___ PROVIDED RECORDS
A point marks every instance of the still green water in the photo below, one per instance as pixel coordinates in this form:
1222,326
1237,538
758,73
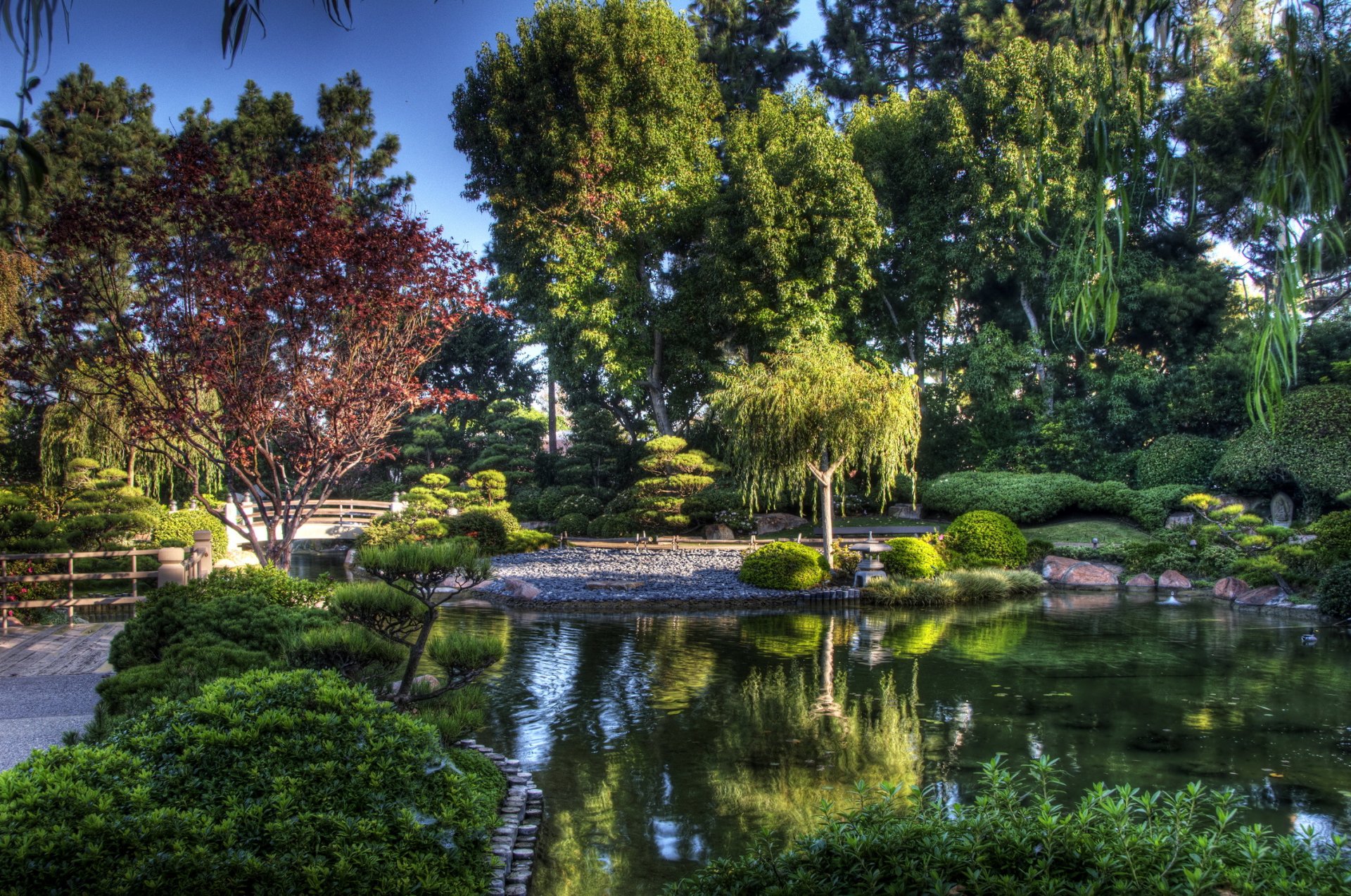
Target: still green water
666,740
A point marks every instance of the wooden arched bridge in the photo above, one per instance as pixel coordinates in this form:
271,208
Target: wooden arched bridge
334,518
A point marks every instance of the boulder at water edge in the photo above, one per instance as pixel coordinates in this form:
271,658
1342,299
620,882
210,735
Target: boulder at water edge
1229,587
1174,580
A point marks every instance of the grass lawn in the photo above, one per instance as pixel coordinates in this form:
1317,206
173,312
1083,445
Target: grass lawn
1084,530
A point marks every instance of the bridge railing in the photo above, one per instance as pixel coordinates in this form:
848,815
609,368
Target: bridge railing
176,565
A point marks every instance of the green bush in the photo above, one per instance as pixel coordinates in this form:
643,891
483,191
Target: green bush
612,525
987,536
1177,458
572,524
177,527
1017,838
269,783
912,559
784,565
1334,535
179,614
528,540
490,527
1334,593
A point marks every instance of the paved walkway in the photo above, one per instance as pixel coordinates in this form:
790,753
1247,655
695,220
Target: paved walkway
46,684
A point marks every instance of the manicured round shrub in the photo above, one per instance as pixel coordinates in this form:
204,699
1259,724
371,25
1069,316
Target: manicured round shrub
913,559
982,535
490,527
177,527
269,783
1335,591
784,565
1177,458
572,524
1334,535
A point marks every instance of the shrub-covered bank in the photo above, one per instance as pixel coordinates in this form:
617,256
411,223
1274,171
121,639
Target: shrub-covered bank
270,783
1017,838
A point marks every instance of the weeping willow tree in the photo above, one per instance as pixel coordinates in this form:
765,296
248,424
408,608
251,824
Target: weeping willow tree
810,414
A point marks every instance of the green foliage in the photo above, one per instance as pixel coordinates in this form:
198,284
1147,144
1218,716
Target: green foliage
1334,594
490,527
177,527
186,615
1177,458
981,535
273,781
1334,535
612,525
784,565
1017,838
912,559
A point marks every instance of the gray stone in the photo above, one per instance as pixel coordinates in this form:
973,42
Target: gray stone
1174,580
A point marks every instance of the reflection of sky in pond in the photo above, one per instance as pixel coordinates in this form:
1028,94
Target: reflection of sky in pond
664,741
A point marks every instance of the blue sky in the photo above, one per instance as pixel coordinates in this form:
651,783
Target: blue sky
410,53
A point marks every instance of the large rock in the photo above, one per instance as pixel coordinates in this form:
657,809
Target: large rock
718,532
768,523
1174,580
1229,587
1260,597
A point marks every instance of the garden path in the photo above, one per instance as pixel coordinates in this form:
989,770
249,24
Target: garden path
46,684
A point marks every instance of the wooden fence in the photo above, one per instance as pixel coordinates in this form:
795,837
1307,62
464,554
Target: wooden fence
176,565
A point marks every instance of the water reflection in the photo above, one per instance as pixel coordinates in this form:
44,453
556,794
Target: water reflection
662,741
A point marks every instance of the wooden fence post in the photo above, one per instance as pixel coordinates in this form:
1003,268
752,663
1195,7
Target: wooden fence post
202,544
170,567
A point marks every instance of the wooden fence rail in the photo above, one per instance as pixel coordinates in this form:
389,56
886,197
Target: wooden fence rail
177,565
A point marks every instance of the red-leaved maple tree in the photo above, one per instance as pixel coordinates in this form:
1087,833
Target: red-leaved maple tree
269,328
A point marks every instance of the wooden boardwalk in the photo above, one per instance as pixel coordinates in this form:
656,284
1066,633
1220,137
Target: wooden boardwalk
57,649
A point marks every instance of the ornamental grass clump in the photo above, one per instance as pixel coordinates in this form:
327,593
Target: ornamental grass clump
1017,838
268,783
784,565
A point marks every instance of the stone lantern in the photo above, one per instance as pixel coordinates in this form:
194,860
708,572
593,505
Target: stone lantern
870,564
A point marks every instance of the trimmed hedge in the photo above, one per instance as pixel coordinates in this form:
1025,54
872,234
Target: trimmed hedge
784,565
913,559
269,783
490,527
177,527
1020,838
1029,498
1177,458
982,535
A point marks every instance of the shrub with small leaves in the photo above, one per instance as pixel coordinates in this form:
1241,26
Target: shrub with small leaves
1019,838
268,783
784,565
912,559
982,535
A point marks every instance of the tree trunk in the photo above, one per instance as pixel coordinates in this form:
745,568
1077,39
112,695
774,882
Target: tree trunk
1041,348
656,389
415,658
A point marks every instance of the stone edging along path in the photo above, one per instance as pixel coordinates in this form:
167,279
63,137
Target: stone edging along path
515,841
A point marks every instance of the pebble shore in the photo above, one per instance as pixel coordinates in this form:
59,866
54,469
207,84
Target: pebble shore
661,577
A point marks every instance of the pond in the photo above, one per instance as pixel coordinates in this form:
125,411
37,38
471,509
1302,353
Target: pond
666,740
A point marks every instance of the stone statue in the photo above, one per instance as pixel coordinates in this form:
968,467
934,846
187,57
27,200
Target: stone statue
1283,509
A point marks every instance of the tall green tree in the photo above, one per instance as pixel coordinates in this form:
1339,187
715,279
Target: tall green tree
591,139
746,42
811,412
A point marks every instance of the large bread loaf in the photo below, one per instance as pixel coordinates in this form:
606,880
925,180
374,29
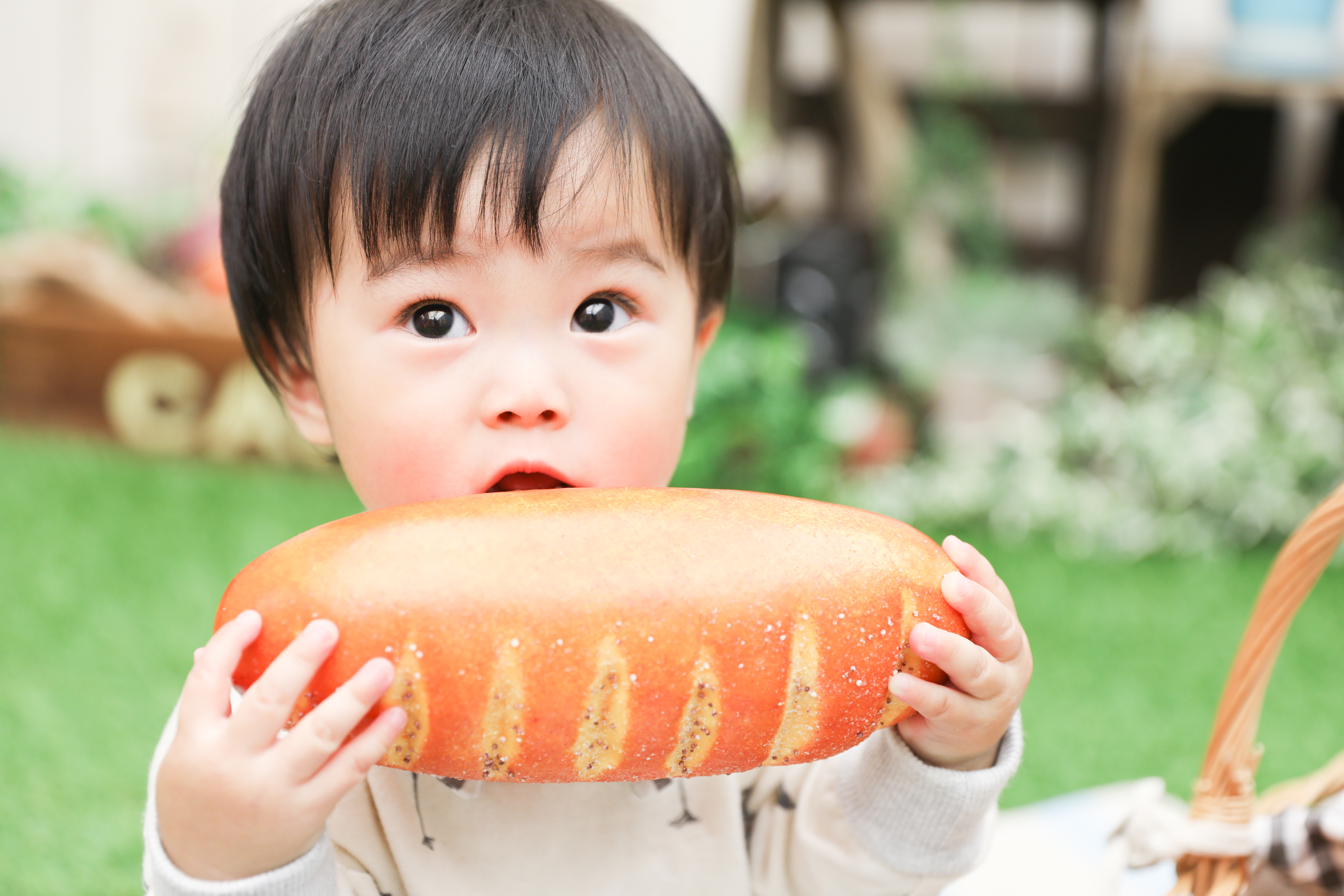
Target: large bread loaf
611,635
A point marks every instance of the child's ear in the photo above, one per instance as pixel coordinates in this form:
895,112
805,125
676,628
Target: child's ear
705,334
304,405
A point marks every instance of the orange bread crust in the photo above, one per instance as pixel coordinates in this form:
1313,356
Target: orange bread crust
609,635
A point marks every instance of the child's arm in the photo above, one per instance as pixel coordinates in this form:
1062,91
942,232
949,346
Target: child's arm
234,800
960,725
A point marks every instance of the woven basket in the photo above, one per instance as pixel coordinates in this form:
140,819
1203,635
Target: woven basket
1226,786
______
#### [HOW TO COMPLETE THIS TASK]
Output the records exactly as they appear, skipping any pictures.

#### [SOLUTION BELOW]
A point marks every instance of the still green water in the photo below, one per instance as pixel coordinates in this form:
1222,326
1237,538
758,73
Target: still green water
666,740
A point marks every instance of the wooden arched bridge in the photo above, one per instance as pixel coordinates in this form:
271,208
Target: wooden arched bridge
334,518
A point marks every instance of the boulder at water edge in the photo above, one per instance as pixel coordinates in this form:
271,658
1342,299
620,882
210,735
Target: boulder at water edge
1229,587
1174,580
A point marks every instance of the grass lawn in the photo above, one per instance as pixel coordinates in this form:
1317,206
173,312
1083,445
Target: grass lawn
1084,530
A point marks every instance of the bridge railing in the photo above, one per instance as pixel coordinates in this form:
848,815
609,368
Target: bridge railing
176,565
A point marks every instance of the green bush in the photo above, one per instance as pixel coordinates in this form:
643,891
483,191
Target: green bush
612,525
987,536
1177,458
572,524
177,527
1017,838
269,783
912,559
784,565
1334,535
179,614
528,540
490,527
1334,593
A point marks every instance of the paved walkway in the photo above, one per instance as pixel coordinates in this form:
790,753
1247,655
695,220
Target: paved walkway
46,684
A point marks every instance of the manicured round shrub in the photo above, one per instance as pixel coordinates in this form:
204,699
1259,724
371,25
1069,316
Target: manicured round shrub
913,559
982,535
490,527
177,527
269,783
1335,591
784,565
1177,458
572,524
1334,535
A point marks every instance of the shrub-covered bank in the photo above, one per instance as pixel coordinates in this form:
617,256
411,223
1274,171
121,639
Target: shrub-covered bank
270,783
1017,838
A point marks every instance of the weeping willow tree in the photo above, one per instance as pixel coordinates in this form:
765,296
248,424
408,608
251,824
Target: weeping willow tree
810,414
A point marks every instance of the green foliage in the photo above, one per instance as pixel coordinates in this form:
198,284
1147,144
1218,716
Target: green foliage
1334,594
490,527
177,527
186,615
1177,458
981,535
273,781
1334,535
612,525
784,565
1017,838
912,559
A point marks every instance of the gray stone in the photo above, one per instance as pixel coordinates in this form:
973,42
Target: gray stone
1174,580
A point marks every instance of the reflection of sky in pond in the photo above, one per instance as pixel coordinates in this form:
1028,94
Target: reflection of sky in pond
664,741
A point marks every instance of the blue sky in the photo above, one per instance as pixel coordinates in this form:
651,783
Target: blue sky
410,53
A point marks every instance of the large rock in the photo above, one per instance as pixel coordinates in this form:
657,809
Target: large rock
718,532
768,523
1174,580
1229,587
1260,597
A point marks every instance of the garden path in the photo above, one per instance as pixel coordinates in this form:
989,770
249,24
Target: garden path
46,684
A point marks every instance of the wooden fence in the photo above, one per instance as pixel coordinates in this form:
795,837
1307,62
464,554
Target: wooden fence
176,565
A point marks every instance of the water reflection in the photo above, one per instance as pixel coordinates in this form:
44,453
556,794
Target: water reflection
662,741
A point marks every instance of the wooden fence post in the photo above, one per instance as pixel coordinates in this form:
1003,268
752,663
1195,7
Target: wooden fence post
202,544
170,567
A point marks every instance of the wooden fence rail in the photo above, one per instance as pixel coordinates in this form:
389,56
886,197
Target: wooden fence rail
177,565
A point marks every instance of the red-leaved maple tree in the photo above, one per instance as pixel coordinates in this form:
1087,833
Target: red-leaved maple tree
269,328
A point marks every instance of the wooden boardwalk in the photo above, one per instance as pixel coordinates in this form:
656,284
1066,633
1220,137
Target: wooden boardwalk
57,649
A point marks every instance of the ornamental grass clump in the photo above, one per instance as pixel coordinates in this form:
327,593
Target: ornamental grass clump
1017,838
268,783
784,565
A point marks every instance of the stone lantern in the photo above, one per instance as pixel coordinates in this form:
194,860
708,572
593,505
Target: stone lantern
870,564
A point marks every instance of the trimmed hedge in the photo above, one per instance as pixel coordinates in this form:
1025,54
872,234
Target: trimmed hedge
784,565
913,559
269,783
490,527
177,527
1020,838
1029,498
1177,458
982,535
A point marks every instance of the shrub with small leaves in the photo above, one per instance as pixel coordinates in this form:
1241,26
Target: shrub with small leaves
1019,838
268,783
784,565
912,559
982,535
A point marks every instance of the tree trunk in the photo above, one per instance as pixel coordinates in this form:
745,568
1077,39
112,695
774,882
Target: tree trunk
1041,348
656,389
415,658
A point marks every instance of the stone edging along path in the photo above, one per instance as pixel coordinates in this form:
167,279
63,137
Target: stone edging along path
515,841
A point marks every instance of the pebble shore in the photo above, one per instance as pixel coordinates in this form:
59,866
54,469
207,84
Target: pebble shore
661,577
A point marks every instance of the pond in the photo above, one per instance as pixel coordinates in this form:
125,411
37,38
471,509
1302,353
Target: pond
666,740
A point marks every instance of the stone statue in the photo above, one per instance as pixel coordinates in this form:
968,467
934,846
187,57
27,200
Target: stone statue
1283,509
A point marks every instance of the tall green tree in the photo above, one per instance as pixel coordinates in this form:
1339,187
715,279
Target: tall green tree
591,139
746,42
811,412
A point marks every instance of the large bread loaf in the photo below, one per instance as pixel coordinates in this form:
606,880
925,180
374,29
Target: large bread loaf
611,635
A point marks every instance of the child's ear in the photo above, one per instance as pixel coordinates in this form:
895,112
805,125
676,628
Target: child's ear
705,334
304,405
A point marks every instance of the orange bread crust in the photo above, one per instance as pixel coordinates in this form:
1313,356
Target: orange bread crust
609,635
A point marks every instance of the child's arm in the photo above, one per instance as pixel coordinates in this form:
1062,91
942,232
949,346
Target: child's arm
234,800
960,725
A point marks every instance of the woven basket in the photo above, one per instance as pixel coordinates in this form:
140,819
1203,635
Target: woven basket
1226,786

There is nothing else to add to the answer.